Start of Extracted data
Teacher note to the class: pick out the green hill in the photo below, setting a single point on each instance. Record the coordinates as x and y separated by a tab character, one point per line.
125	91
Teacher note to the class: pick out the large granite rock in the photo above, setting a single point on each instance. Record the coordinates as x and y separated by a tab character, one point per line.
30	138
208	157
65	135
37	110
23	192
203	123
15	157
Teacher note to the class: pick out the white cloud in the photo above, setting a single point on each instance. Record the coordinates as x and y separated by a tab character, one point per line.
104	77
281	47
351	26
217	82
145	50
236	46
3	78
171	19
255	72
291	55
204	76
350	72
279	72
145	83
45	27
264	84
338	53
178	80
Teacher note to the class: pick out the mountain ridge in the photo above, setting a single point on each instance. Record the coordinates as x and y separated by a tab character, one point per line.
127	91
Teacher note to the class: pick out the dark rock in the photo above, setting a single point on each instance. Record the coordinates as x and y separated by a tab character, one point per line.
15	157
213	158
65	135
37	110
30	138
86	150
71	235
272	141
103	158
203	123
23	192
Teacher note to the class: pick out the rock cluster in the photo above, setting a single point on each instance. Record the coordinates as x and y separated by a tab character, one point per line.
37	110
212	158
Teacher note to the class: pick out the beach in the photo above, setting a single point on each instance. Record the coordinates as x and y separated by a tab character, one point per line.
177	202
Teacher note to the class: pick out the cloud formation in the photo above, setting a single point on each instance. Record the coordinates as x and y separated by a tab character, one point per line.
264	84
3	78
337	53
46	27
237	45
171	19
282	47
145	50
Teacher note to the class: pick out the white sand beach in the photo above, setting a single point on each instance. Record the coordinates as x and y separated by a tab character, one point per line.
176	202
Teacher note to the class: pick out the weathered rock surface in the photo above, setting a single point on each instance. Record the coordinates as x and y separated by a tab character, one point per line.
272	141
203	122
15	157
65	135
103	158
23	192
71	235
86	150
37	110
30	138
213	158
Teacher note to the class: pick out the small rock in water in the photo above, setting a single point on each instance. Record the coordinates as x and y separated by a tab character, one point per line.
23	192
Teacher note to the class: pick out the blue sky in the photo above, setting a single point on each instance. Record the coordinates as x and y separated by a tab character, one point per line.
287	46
End of Extracted data
◆ **Work request**: Give the data back in full, exactly as written.

◆ **Answer to the problem**:
Teacher note to the class: pick out the green hill in the photo below, setting a single point on each instance. Record the coordinates as x and y separated by a tab character, one point per line.
125	91
Teacher note to the class: pick out the large granite rock in the photo above, setting a single point on each instance. Record the coordinates as x and y separated by a tab character, one point per line.
30	138
208	157
65	135
37	110
23	192
203	123
15	157
Teacher note to the class: pick out the white cloud in the photo above, setting a single point on each instance. Record the coordinates as x and y separated by a tab character, one point per line.
104	77
281	47
351	26
217	82
145	50
236	46
3	78
171	19
255	72
291	55
204	76
350	72
279	72
145	83
45	27
264	84
338	53
178	80
Teacher note to the class: pick out the mountain ridge in the photo above, setting a single point on each instance. Record the coordinates as x and y separated by a tab character, one point per line.
127	91
Teacher note to the class: pick out the dark rock in the photo above, setting a single point on each instance. Record the coordinates as x and y separated by a tab character, one point per line.
15	157
213	158
65	135
37	110
30	138
86	150
71	235
272	141
103	158
203	123
23	192
Teacher note to the class: pick out the rock cluster in the photo above, setting a single point on each instance. Record the coordinates as x and y separated by a tab character, one point per line.
37	110
212	158
Teacher note to the class: pick out the beach in the photo above, setting a single point on each instance. Record the coordinates as x and y separated by a tab character, one point per line.
177	202
Teacher note to the class: pick out the cloud formation in the photo above, setting a single point on each instance. Record the coordinates as x and y separated by a tab character, one point per line.
264	84
3	78
337	53
46	27
237	45
171	19
282	47
145	50
Teacher note to the class: pick out the white sand beach in the photo above, setting a single point on each instance. Record the coordinates as x and y separated by a tab character, one point per line.
176	202
Teacher note to the class: pick out the weathered rock surface in the photo above, setting a single point on each instance. Record the coordinates as x and y separated by a tab character, one point per line.
272	141
203	122
15	157
65	135
103	158
23	192
71	235
86	150
37	110
30	138
213	158
Teacher note to the class: pick out the small rock in water in the photo above, setting a single point on each instance. Record the coordinates as x and y separated by a tab character, one point per line.
23	192
Teacher note to the class: pick out the blue sky in the photo above, setting a single point on each instance. Record the coordinates as x and y separated by a tab character, one point per line.
287	46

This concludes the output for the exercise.